EXERCISE DETAILS: Search the entries for the word "after" and copy each line that has it.

MATERIAL FOR THIS EXERCISE:
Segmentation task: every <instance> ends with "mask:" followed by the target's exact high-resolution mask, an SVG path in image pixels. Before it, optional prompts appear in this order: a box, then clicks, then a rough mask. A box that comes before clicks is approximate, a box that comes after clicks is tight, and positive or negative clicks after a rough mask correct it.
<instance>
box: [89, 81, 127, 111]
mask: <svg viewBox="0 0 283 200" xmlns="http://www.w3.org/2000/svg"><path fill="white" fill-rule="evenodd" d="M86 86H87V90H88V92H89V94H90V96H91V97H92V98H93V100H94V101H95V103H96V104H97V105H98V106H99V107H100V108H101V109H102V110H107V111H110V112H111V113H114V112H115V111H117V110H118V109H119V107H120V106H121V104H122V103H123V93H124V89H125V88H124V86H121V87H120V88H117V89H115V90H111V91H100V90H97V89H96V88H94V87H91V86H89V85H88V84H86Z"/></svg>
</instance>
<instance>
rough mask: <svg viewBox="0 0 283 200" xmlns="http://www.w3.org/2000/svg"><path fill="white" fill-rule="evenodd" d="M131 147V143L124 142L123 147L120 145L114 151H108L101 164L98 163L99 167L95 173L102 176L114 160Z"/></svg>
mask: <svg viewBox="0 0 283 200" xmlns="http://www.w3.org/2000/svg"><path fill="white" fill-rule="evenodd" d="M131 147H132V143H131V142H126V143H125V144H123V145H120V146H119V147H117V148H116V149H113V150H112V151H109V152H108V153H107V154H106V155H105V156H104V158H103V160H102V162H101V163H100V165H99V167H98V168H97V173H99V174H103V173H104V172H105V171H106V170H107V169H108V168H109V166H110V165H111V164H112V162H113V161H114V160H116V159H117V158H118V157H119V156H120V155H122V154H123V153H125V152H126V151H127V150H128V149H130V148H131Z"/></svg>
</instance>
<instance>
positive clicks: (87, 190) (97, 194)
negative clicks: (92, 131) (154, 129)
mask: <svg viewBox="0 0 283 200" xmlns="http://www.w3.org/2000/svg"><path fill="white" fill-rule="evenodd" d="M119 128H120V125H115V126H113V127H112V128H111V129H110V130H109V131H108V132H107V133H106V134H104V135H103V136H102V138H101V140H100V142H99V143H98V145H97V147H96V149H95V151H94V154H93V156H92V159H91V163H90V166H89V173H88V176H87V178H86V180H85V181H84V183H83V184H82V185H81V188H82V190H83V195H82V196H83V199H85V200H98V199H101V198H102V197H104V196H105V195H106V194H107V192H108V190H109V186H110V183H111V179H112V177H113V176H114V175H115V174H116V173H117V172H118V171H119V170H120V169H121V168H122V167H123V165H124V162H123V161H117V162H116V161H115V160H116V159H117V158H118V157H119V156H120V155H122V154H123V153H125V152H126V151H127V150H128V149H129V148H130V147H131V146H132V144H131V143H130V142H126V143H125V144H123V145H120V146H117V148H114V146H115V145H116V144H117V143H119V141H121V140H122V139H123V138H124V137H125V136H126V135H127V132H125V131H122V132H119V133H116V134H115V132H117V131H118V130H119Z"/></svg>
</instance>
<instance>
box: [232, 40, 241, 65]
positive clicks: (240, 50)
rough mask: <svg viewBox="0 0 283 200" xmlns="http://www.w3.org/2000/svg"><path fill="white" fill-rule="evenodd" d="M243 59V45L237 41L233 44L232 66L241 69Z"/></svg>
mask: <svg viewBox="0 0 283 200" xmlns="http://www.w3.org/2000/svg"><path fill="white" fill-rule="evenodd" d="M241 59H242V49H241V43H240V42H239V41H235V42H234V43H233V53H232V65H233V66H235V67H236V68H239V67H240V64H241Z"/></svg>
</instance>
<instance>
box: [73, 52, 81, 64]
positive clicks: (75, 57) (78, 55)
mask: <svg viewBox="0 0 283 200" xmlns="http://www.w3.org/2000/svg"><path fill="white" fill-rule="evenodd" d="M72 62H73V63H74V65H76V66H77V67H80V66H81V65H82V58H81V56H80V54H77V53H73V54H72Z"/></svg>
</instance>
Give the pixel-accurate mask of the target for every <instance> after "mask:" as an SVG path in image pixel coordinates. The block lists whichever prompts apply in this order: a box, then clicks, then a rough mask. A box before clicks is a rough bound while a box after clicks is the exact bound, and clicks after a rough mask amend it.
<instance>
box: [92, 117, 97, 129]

YOUR SOLUTION:
Segmentation task: every <instance> ends with "mask:" followed by the target's exact high-resolution mask, an SVG path in image pixels. Before it, optional prompts appear in this order: a box, then clicks, then a rough mask. A box that comes before clicks is approximate, a box that comes after clicks is tight, and positive or negative clicks after a rough mask correct it.
Give the pixel-accurate mask of the target for every <instance> after "mask:" as an SVG path in image pixel coordinates. The block lists whichever prompts apply in this order: a box, then clicks, then a rough mask. A box before clicks is a rough bound while a box after clicks is the exact bound, and clicks after a rough mask amend it.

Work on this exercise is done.